## Task item
Restate all of the entries exactly. Any picture in them should be skipped.

Given records section start

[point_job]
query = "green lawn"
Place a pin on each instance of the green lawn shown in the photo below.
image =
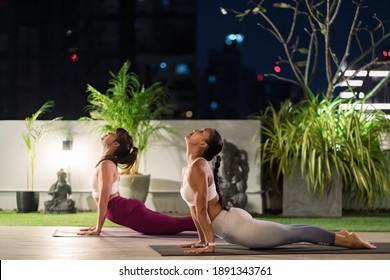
(351, 221)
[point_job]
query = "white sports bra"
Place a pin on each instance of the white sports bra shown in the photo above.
(95, 186)
(187, 193)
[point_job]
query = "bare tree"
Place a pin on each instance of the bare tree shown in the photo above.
(303, 55)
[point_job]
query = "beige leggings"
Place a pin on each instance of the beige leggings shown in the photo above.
(237, 226)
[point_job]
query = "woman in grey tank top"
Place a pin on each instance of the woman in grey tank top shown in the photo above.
(235, 225)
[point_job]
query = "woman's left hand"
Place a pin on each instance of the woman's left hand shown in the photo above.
(208, 249)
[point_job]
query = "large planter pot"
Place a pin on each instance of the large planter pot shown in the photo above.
(135, 186)
(27, 201)
(298, 201)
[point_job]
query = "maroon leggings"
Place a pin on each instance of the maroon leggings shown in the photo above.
(132, 213)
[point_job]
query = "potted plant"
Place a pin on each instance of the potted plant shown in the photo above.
(28, 201)
(324, 148)
(127, 103)
(317, 135)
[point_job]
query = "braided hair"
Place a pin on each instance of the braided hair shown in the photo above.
(126, 154)
(215, 145)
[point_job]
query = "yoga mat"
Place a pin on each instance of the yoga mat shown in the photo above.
(118, 233)
(298, 248)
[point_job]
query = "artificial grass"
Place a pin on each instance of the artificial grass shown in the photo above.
(362, 222)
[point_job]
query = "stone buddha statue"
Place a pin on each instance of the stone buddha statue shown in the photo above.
(61, 192)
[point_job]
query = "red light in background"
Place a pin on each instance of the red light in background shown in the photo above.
(260, 77)
(74, 57)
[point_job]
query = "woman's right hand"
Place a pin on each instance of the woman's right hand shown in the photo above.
(88, 231)
(192, 245)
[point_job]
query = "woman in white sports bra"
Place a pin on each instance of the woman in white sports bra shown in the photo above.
(119, 151)
(200, 190)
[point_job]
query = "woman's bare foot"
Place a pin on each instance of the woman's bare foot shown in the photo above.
(343, 232)
(352, 240)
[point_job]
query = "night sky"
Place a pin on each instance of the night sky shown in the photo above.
(260, 50)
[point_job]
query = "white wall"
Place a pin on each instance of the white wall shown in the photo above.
(163, 160)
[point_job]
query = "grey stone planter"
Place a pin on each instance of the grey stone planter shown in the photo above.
(297, 201)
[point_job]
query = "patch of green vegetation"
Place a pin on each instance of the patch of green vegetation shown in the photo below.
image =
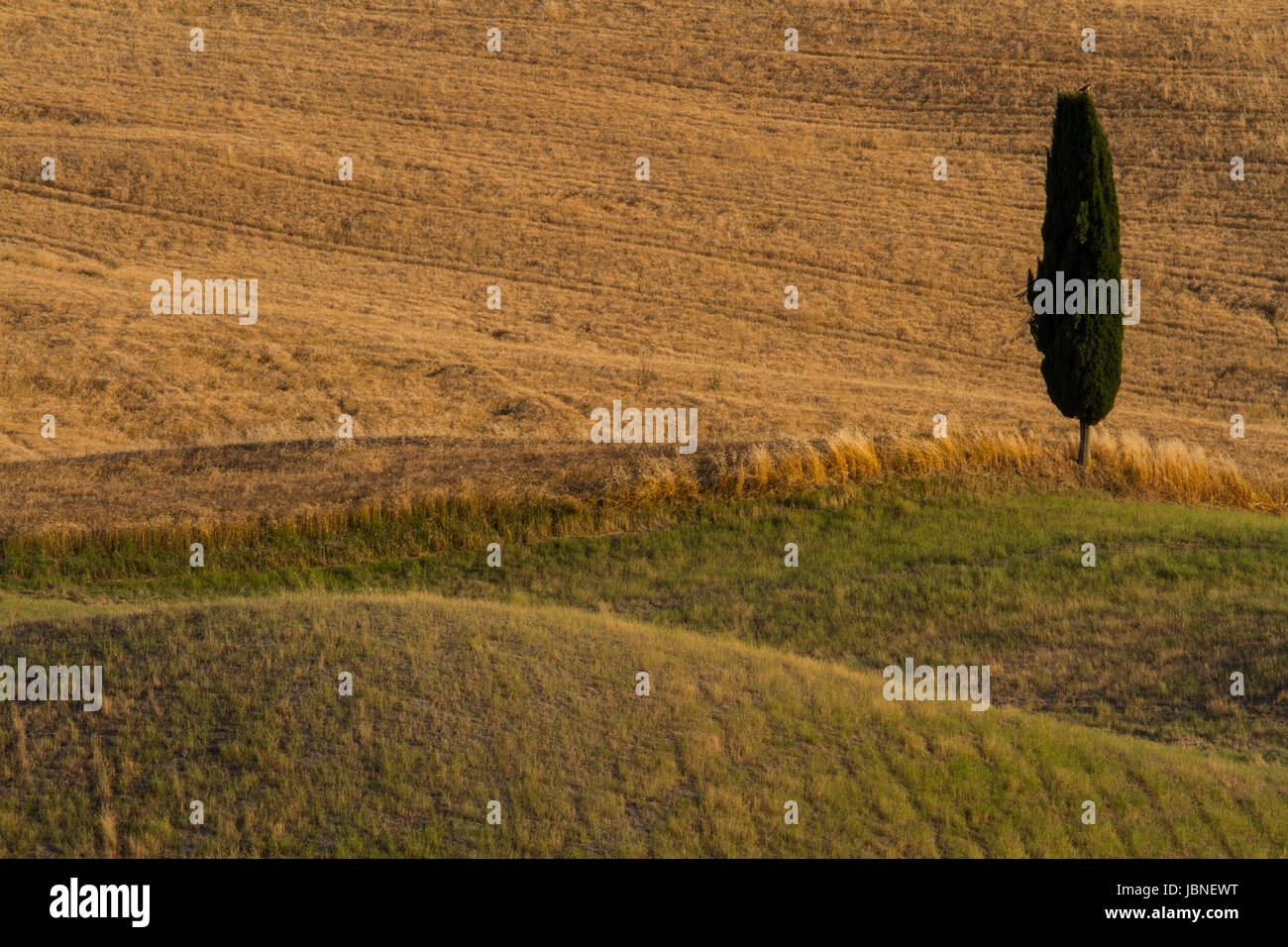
(459, 702)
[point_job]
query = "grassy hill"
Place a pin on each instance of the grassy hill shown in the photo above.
(462, 702)
(516, 684)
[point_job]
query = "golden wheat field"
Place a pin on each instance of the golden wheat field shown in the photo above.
(516, 170)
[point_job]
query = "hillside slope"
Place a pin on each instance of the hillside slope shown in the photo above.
(462, 702)
(516, 169)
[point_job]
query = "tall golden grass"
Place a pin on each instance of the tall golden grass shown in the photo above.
(590, 501)
(1125, 463)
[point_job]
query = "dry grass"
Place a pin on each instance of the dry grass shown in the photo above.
(515, 169)
(1124, 463)
(458, 702)
(621, 492)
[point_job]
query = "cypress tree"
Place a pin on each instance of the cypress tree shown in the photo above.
(1081, 352)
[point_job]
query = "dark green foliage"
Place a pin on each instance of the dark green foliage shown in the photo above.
(1081, 354)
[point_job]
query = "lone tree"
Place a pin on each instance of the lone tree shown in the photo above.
(1082, 352)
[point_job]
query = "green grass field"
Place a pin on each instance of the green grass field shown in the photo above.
(516, 684)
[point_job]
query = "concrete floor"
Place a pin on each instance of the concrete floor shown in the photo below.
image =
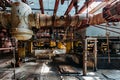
(42, 70)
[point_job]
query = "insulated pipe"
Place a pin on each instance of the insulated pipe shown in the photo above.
(43, 20)
(22, 19)
(19, 16)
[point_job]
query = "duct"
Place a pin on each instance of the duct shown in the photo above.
(43, 20)
(111, 12)
(22, 20)
(19, 16)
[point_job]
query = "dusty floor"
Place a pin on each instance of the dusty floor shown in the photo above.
(43, 70)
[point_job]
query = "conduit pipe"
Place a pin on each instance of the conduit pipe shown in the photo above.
(22, 19)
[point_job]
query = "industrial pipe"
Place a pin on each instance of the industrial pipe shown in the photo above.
(22, 20)
(111, 12)
(19, 16)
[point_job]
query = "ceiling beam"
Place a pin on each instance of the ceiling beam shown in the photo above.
(101, 5)
(41, 6)
(23, 1)
(56, 7)
(88, 3)
(69, 7)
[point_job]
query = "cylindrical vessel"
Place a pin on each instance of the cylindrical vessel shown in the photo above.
(20, 28)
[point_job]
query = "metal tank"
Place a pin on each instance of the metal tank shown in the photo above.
(19, 16)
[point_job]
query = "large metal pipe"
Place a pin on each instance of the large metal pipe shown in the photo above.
(19, 16)
(22, 19)
(112, 12)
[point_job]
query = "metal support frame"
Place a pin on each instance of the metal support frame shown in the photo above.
(86, 52)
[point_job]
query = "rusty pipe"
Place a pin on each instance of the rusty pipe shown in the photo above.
(19, 16)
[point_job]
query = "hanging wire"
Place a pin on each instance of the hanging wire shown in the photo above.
(107, 36)
(87, 13)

Given records section end

## Solution to this task
[point_job]
query = "green lawn"
Place a pin on each instance of the green lawn shown in the photo below.
image =
(351, 221)
[point_job]
query = "white sports bra"
Place a pin on each instance of the white sports bra shown in the photo above.
(95, 186)
(187, 193)
[point_job]
query = "bare tree"
Place a pin on each instance of the bare tree shown in the photo above.
(303, 55)
[point_job]
query = "beige leggings"
Place a pin on each instance of the beige leggings shown in the photo above.
(237, 226)
[point_job]
query = "woman in grey tank top"
Place a pin on each instance of the woman in grey tank top shown in the photo above.
(235, 225)
[point_job]
query = "woman's left hand"
Place a pin on each instance of the woman's left hand shown in the photo above.
(208, 249)
[point_job]
query = "large planter pot"
Place a pin on each instance of the large planter pot shown in the photo above.
(135, 186)
(27, 201)
(298, 201)
[point_job]
query = "maroon leggings"
Place a pin on each instance of the maroon leggings shown in the photo above.
(132, 213)
[point_job]
query = "potted plant"
Place a pin on each instance of the potted plant shown in the photo above.
(28, 201)
(324, 148)
(127, 103)
(317, 135)
[point_job]
query = "braided hair"
Place a pin on each instance of the braided hair shown in the photo above.
(126, 154)
(215, 145)
[point_job]
query = "yoga mat"
Place a pin on each instance of the yoga mat shown in the photo above.
(118, 233)
(298, 248)
[point_job]
query = "artificial grass"
Place a pin on each instance of the artificial grass shown in the photo above.
(362, 222)
[point_job]
query = "stone buddha statue"
Place a pin on each instance of the stone buddha statue shown in the photo above.
(61, 192)
[point_job]
query = "red light in background"
Place a pin on each instance of the red light in background shown in the photo above.
(260, 77)
(74, 57)
[point_job]
query = "woman's right hand"
Place a pin on each instance of the woman's right hand shown in the photo above.
(88, 231)
(192, 245)
[point_job]
query = "woman in white sports bra"
Place a pin on each instance of the woman in white sports bra shown in the photo above.
(119, 151)
(200, 190)
[point_job]
query = "woman's bare foot"
Place a pin on each instance of the woman's bare foot shown in the photo above.
(343, 232)
(352, 240)
[point_job]
query = "night sky"
Place a pin on each instance of the night sky shown in the photo above.
(260, 50)
[point_job]
query = "white wall"
Place a pin on each instance of the white wall shown in the photo above.
(163, 160)
[point_job]
query = "grey stone planter"
Place a pin on each instance of the grey stone planter shown in the photo above.
(297, 201)
[point_job]
query = "patch of green vegetation"
Place a pin on each instance of the patch of green vegetation shown in the photo below.
image =
(459, 702)
[point_job]
query = "grassy hill"
Place a pin on each instance of the grassy hill shown in the photo above.
(462, 702)
(516, 684)
[point_job]
query = "golden wheat field"
Place a pin on each instance of the golden wheat field shown in the photo above.
(516, 170)
[point_job]
query = "hillside slope"
Place a pin on each instance of the hillside slope shown in the photo above.
(462, 702)
(516, 169)
[point_job]
query = "tall golden grass"
Place a pin on each instance of the tall golden grass shown in the photo above.
(590, 501)
(1125, 463)
[point_job]
query = "dry grass"
Place a pin on each instance of the dry grass shown in the photo above.
(515, 169)
(1124, 463)
(458, 702)
(621, 492)
[point_job]
query = "cypress tree"
Place a pin on each instance of the cypress tree shown in the photo above.
(1081, 352)
[point_job]
query = "dark green foliage"
Place a pin on each instance of the dark green foliage shown in the photo above.
(1081, 354)
[point_job]
query = "lone tree"
Place a pin on each instance of the lone tree shown in the photo above.
(1082, 352)
[point_job]
query = "green grass field"
Place a pin on each instance of the green grass field shown in the photo above.
(516, 684)
[point_job]
query = "concrete floor"
Place a pin on each instance of the concrete floor shown in the photo below.
image =
(42, 70)
[point_job]
query = "insulated pipe"
Place a pin on each instance of the insulated pipe shown in the photo above.
(43, 20)
(22, 19)
(19, 16)
[point_job]
query = "duct"
Place a pin on each instance of the duct shown in the photo above.
(43, 20)
(111, 12)
(22, 20)
(19, 16)
[point_job]
query = "dusty floor"
Place a pin on each instance of the dusty floor shown in the photo above.
(43, 70)
[point_job]
query = "conduit pipe"
Place a pin on each instance of the conduit pipe shown in the photo above.
(22, 19)
[point_job]
query = "industrial pipe"
Place a pin on each instance of the industrial pipe shown in the photo above.
(22, 20)
(111, 12)
(19, 16)
[point_job]
query = "ceiling beam"
Place a pin on each instance of the ceiling beam shown in the photo above.
(101, 5)
(41, 6)
(23, 1)
(56, 7)
(88, 3)
(69, 7)
[point_job]
query = "cylindrical vessel"
Place a pin on each instance of the cylindrical vessel shown in the photo above.
(20, 28)
[point_job]
query = "metal tank"
Place a pin on each instance of the metal tank shown in the photo above.
(19, 16)
[point_job]
query = "large metal pipe"
Place a pin on each instance of the large metal pipe shown in the photo above.
(19, 16)
(22, 19)
(112, 12)
[point_job]
query = "metal support frame"
Place a pin on each instance of the metal support frame shown in the photo above.
(86, 52)
[point_job]
query = "rusty pipe"
Place a pin on each instance of the rusty pipe shown in the photo above.
(19, 16)
[point_job]
query = "hanging wire"
Place a pin on each instance of the hanging wire shown in the photo above.
(107, 36)
(87, 13)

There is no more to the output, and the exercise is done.